▸ Problem:
Without the images, output every record exactly as it appears.

▸ Stored data:
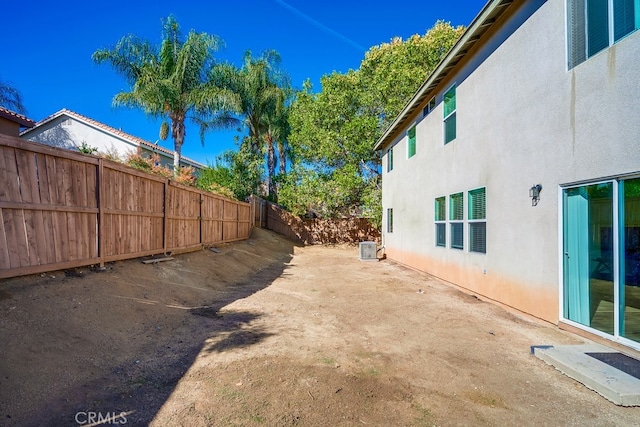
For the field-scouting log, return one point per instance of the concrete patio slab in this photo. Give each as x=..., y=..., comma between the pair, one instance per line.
x=573, y=361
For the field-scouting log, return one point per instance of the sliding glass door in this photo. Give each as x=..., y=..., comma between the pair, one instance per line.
x=630, y=259
x=601, y=284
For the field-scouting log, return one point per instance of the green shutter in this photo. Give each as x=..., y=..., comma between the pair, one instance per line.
x=624, y=17
x=450, y=101
x=477, y=204
x=456, y=207
x=478, y=237
x=450, y=128
x=412, y=142
x=597, y=25
x=577, y=35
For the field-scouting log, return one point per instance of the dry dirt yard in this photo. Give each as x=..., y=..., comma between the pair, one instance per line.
x=268, y=333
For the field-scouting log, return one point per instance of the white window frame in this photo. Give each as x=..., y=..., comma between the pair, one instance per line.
x=440, y=222
x=413, y=127
x=448, y=116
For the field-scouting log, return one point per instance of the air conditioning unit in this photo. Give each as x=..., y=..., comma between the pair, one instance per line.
x=368, y=251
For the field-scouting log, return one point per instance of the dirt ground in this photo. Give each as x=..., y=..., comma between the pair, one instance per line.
x=268, y=333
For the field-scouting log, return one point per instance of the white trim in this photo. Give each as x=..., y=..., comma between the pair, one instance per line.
x=561, y=252
x=428, y=109
x=616, y=260
x=414, y=126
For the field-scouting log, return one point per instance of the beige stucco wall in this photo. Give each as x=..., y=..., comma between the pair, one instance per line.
x=522, y=119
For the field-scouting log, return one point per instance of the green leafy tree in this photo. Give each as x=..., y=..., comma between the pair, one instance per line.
x=170, y=82
x=11, y=98
x=262, y=89
x=333, y=131
x=237, y=171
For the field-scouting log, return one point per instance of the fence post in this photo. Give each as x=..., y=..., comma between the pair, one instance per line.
x=165, y=215
x=100, y=201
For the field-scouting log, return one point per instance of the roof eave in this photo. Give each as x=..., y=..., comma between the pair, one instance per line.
x=481, y=23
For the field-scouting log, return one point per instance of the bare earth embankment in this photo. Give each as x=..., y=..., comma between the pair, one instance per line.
x=266, y=333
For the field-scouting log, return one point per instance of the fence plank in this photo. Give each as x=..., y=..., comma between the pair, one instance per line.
x=60, y=209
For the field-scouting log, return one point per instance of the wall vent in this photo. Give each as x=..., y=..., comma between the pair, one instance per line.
x=368, y=251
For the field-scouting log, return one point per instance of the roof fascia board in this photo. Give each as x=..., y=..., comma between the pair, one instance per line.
x=471, y=35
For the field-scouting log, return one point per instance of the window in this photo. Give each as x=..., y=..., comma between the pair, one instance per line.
x=440, y=219
x=450, y=115
x=429, y=107
x=411, y=144
x=478, y=221
x=456, y=217
x=597, y=24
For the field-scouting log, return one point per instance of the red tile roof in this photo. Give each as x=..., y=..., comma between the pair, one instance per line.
x=134, y=139
x=15, y=117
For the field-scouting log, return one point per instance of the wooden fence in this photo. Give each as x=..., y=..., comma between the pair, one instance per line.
x=60, y=209
x=312, y=231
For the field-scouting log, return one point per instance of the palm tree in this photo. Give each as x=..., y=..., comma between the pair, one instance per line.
x=170, y=82
x=11, y=98
x=262, y=90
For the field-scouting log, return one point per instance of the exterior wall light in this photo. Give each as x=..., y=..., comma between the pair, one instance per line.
x=534, y=193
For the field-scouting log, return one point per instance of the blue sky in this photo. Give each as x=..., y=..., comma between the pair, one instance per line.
x=48, y=47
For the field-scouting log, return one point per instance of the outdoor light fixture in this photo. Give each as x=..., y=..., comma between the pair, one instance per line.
x=534, y=193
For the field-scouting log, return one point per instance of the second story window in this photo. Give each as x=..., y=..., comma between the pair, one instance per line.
x=450, y=115
x=595, y=25
x=411, y=142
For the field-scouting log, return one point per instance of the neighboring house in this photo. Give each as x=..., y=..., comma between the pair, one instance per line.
x=514, y=171
x=68, y=129
x=11, y=122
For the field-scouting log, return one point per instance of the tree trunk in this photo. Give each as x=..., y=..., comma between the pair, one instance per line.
x=271, y=166
x=282, y=158
x=178, y=133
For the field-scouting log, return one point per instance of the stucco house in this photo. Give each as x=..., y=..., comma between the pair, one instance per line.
x=11, y=123
x=514, y=171
x=68, y=129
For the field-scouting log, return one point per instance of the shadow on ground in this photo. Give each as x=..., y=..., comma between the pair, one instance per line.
x=115, y=344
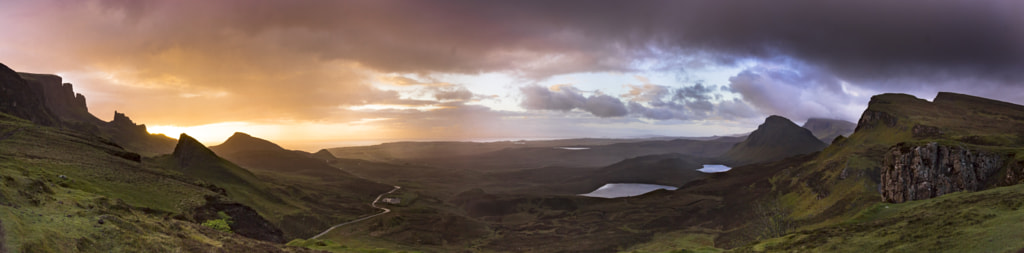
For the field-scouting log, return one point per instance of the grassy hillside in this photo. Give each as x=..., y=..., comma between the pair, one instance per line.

▸ Output of the exercise:
For the field-scouting log, return one point per instance of the concrete patio slab in this photo. Give each as x=..., y=..., comma between the pair, one instance per line.
x=573, y=361
For the field-scouting log, return one point per instance of the sliding glass door in this photo. Give each as x=..., y=..., comma between the pair, one instance per line.
x=630, y=259
x=601, y=284
For the field-scouting log, return one point per instance of the green shutter in this photo. Give each as x=..., y=..., comma between the pair, one instance per line.
x=624, y=17
x=450, y=101
x=477, y=204
x=456, y=207
x=478, y=237
x=450, y=128
x=412, y=142
x=597, y=25
x=577, y=35
For the field-scouting log, return one point per instance of the dry dirt yard in this photo. Give each as x=..., y=..., comma between the pair, one instance per line.
x=268, y=333
For the field-scouting log, return one point per instance of the white window frame in this photo. Give each as x=..., y=..., comma between the pair, one instance per line.
x=440, y=222
x=413, y=127
x=448, y=116
For the field-scouting log, return one point per instance of the air conditioning unit in this photo. Give each as x=..., y=..., comma between the pair, one instance per line.
x=368, y=251
For the field-scouting log, return one point per instance of the dirt ground in this photo. Give each as x=..., y=..., comma between the pair, one instance per line.
x=268, y=333
For the field-scouting log, return one point per instance of the white trim in this photo. Give each as x=..., y=..., comma between the pair, one instance per line.
x=561, y=252
x=428, y=109
x=616, y=260
x=414, y=126
For the field-scouting log, return one point per instance of the beige stucco wall in this photo. Give each as x=..., y=..., comma between the pair, one instance per line.
x=522, y=119
For the field-scouting log, return one point per instance of the green leafy tree in this photo. Give each as x=..., y=..., comma between the pair, one instance per line.
x=170, y=82
x=11, y=98
x=262, y=89
x=333, y=131
x=237, y=171
For the field-scouting log, return one point per instance of the fence post in this photo. Give each as x=..., y=..., comma between the pair, one instance per line.
x=165, y=215
x=100, y=201
For the field-scouting log, return one point per instance of the roof eave in this photo. Give each as x=..., y=..., comma between the pair, one instance per line.
x=481, y=23
For the field-scouting log, return one point per instance of the bare earth embankment in this photo. Give each as x=..., y=..., comma between the pair, one instance per line.
x=266, y=333
For the field-scouting log, return one point per instance of the fence plank in this photo. Give each as x=..., y=..., comma between the pair, one instance per line.
x=60, y=209
For the field-scouting log, return one point per instance of the wall vent in this photo. Give each as x=..., y=..., comma between the pair, one instance per line.
x=368, y=251
For the field-scouting log, return one point per instance of the roof fascia board in this photo. Give each as x=..., y=..., comma between the pair, one instance per line.
x=471, y=35
For the field-scouting log, return one point per instance of the window in this photo. Give each as x=..., y=..., comma between the pair, one instance per line.
x=440, y=219
x=450, y=115
x=429, y=107
x=411, y=144
x=478, y=221
x=456, y=217
x=597, y=24
For the field-scouting log, return one point per instance of the red tile roof in this photo. Give each as x=..., y=..., comma between the pair, one instance per line.
x=134, y=139
x=15, y=117
For the field-scouting log, return one point per instance of the wooden fence in this photo. Give each as x=..., y=..., comma between the pair, one instance per line.
x=60, y=209
x=312, y=231
For the field-scouting log, return one point per instance of the palm tree in this photo. Give each as x=..., y=..., comma between the pair, one instance per line.
x=170, y=82
x=11, y=98
x=262, y=90
For the field-scouting log, return one point per instance of the exterior wall light in this photo. Give each as x=..., y=..., comma between the pair, one instance per line.
x=534, y=193
For the field-scouting log, return one point per instance of the blue sky in this photo. Give each as x=..., y=..., comma between the pair, one instance per line.
x=48, y=47
For the field-scouting log, return one point per instance of the outdoor light fixture in this photo. Give each as x=..., y=..., comma between the pair, one instance per line.
x=534, y=193
For the field-scouting log, return one point per instance of the second story window in this photo. Give each as x=..., y=..., comma between the pair, one instance per line.
x=450, y=115
x=595, y=25
x=411, y=142
For the field-scouting log, return one point per instance of the neighboring house in this photo. Give each as x=..., y=..., comma between the pair, one instance per line.
x=514, y=171
x=68, y=129
x=11, y=122
For the field-scouting log, return one point per instance of the tree trunk in this photo. Give each as x=..., y=..., comma between the pair, one instance per line.
x=271, y=166
x=282, y=158
x=178, y=133
For the field-scouting log, return one point per instance of the stucco house in this photo. Give each as x=..., y=..., comma between the pair, one instance per line.
x=11, y=123
x=514, y=171
x=68, y=129
For the field-scouting log, return one point per instance of the shadow on ground in this photo. Give each as x=..., y=..., comma between the pair, one instance per line.
x=115, y=344
For the field-scouting log, return one point per instance of the grassy hillside in this photo. Give each as x=..., y=..., comma between the pair, one instance per line.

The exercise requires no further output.